→ HOW TO COMPLETE THIS TASK
The number of lines below containing the word "railing" is all that should be returned.

§ §

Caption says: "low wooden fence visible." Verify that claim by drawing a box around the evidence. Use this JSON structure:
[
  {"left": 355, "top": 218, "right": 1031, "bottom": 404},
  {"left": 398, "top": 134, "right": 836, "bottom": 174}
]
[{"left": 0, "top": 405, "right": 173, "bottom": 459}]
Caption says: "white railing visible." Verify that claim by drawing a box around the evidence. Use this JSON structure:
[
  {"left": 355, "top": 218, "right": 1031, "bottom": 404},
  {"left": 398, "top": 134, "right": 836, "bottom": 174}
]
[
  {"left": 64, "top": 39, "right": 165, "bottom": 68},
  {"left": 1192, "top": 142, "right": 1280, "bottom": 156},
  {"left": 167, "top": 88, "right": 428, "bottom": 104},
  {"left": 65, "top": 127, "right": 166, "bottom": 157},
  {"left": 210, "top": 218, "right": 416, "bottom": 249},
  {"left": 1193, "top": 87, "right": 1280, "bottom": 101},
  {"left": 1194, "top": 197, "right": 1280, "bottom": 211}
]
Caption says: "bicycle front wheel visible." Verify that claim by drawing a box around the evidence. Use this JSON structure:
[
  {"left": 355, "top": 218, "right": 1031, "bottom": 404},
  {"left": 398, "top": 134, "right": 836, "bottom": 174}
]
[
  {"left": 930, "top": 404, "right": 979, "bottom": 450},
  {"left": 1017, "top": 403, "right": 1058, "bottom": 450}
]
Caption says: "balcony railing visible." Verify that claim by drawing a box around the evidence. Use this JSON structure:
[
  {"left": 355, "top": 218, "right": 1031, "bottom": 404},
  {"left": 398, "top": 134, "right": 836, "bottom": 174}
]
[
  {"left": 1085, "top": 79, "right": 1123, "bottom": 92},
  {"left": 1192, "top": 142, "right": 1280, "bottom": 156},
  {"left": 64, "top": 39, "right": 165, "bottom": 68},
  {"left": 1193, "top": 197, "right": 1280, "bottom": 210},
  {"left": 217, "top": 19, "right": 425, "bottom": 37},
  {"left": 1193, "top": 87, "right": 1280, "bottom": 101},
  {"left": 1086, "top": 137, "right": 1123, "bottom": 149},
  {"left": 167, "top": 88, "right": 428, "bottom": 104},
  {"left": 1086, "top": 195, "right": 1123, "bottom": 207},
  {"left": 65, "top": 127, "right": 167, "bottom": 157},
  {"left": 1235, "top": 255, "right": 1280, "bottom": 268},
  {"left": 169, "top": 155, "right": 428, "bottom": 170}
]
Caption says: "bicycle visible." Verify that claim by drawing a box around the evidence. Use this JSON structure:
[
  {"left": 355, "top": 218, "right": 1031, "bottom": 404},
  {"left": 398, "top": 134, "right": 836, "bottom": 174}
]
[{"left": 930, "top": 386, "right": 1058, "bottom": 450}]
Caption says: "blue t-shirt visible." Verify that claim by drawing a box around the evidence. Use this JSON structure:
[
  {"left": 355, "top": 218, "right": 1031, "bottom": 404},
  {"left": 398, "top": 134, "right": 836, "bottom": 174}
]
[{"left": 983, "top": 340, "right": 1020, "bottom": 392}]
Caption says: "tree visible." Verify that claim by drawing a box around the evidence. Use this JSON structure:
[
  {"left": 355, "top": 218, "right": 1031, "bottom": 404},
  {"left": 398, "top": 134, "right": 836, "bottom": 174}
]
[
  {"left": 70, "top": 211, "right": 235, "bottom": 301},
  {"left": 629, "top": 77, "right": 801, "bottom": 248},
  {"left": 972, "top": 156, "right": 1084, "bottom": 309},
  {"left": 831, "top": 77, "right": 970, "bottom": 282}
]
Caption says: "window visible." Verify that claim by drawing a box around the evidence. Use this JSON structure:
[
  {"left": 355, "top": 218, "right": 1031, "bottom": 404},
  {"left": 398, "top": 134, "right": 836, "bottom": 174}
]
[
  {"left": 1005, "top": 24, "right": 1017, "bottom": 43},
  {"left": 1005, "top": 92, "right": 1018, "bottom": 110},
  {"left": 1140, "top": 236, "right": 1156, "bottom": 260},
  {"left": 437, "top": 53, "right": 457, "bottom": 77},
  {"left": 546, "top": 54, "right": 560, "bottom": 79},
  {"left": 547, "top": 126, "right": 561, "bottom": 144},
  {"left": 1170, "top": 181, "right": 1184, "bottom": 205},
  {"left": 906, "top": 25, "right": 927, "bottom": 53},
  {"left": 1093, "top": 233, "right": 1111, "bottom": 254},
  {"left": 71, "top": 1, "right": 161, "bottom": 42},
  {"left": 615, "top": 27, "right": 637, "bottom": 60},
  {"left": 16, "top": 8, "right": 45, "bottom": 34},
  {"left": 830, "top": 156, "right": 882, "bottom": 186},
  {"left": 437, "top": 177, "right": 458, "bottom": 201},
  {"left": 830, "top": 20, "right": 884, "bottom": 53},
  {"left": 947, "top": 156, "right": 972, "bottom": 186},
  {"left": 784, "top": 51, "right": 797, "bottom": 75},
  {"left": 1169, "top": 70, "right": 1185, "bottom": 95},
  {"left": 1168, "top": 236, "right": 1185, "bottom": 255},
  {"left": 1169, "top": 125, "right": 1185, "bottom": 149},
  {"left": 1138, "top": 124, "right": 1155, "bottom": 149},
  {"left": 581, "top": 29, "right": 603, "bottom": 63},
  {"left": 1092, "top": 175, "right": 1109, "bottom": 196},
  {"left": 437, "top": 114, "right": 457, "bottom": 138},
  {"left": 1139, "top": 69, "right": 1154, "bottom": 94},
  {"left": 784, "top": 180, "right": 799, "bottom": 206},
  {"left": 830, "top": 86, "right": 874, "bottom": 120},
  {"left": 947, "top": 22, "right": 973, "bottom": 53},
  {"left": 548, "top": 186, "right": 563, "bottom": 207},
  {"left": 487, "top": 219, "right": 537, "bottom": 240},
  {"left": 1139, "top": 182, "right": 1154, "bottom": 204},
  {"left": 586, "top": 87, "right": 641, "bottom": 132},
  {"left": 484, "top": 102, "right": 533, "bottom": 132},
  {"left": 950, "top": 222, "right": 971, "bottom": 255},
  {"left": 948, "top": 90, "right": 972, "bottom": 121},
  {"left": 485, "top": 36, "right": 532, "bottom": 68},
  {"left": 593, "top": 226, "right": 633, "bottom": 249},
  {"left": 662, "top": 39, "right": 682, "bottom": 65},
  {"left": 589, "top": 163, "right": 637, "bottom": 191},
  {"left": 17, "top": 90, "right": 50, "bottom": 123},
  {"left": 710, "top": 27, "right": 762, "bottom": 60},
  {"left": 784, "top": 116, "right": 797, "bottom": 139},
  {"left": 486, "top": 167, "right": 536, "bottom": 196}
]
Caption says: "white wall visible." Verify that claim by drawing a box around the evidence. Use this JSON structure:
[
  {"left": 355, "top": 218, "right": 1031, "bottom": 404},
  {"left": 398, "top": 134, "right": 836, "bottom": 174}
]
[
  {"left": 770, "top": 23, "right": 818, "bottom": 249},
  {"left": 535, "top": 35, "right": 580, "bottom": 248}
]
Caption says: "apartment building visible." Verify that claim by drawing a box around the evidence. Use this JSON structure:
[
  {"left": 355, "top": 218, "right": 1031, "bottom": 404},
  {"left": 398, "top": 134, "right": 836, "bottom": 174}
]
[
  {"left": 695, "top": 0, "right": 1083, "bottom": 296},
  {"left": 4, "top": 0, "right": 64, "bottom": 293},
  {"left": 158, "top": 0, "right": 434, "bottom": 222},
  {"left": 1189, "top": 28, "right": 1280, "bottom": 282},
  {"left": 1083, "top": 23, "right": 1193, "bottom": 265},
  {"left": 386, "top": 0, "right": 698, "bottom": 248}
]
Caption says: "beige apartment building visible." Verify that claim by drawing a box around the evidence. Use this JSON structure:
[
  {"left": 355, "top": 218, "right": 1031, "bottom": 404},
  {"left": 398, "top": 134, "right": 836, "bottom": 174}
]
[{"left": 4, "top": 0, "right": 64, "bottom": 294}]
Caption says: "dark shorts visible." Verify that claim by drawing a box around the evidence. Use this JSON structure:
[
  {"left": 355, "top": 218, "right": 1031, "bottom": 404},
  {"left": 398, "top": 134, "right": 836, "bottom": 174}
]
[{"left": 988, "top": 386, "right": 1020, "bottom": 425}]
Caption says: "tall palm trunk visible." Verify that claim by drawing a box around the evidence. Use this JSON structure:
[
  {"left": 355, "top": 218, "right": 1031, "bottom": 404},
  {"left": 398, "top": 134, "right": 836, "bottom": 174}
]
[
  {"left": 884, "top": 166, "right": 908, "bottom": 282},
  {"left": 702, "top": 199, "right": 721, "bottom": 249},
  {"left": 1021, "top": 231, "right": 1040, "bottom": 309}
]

§ §

→ RESPONSE BELOW
2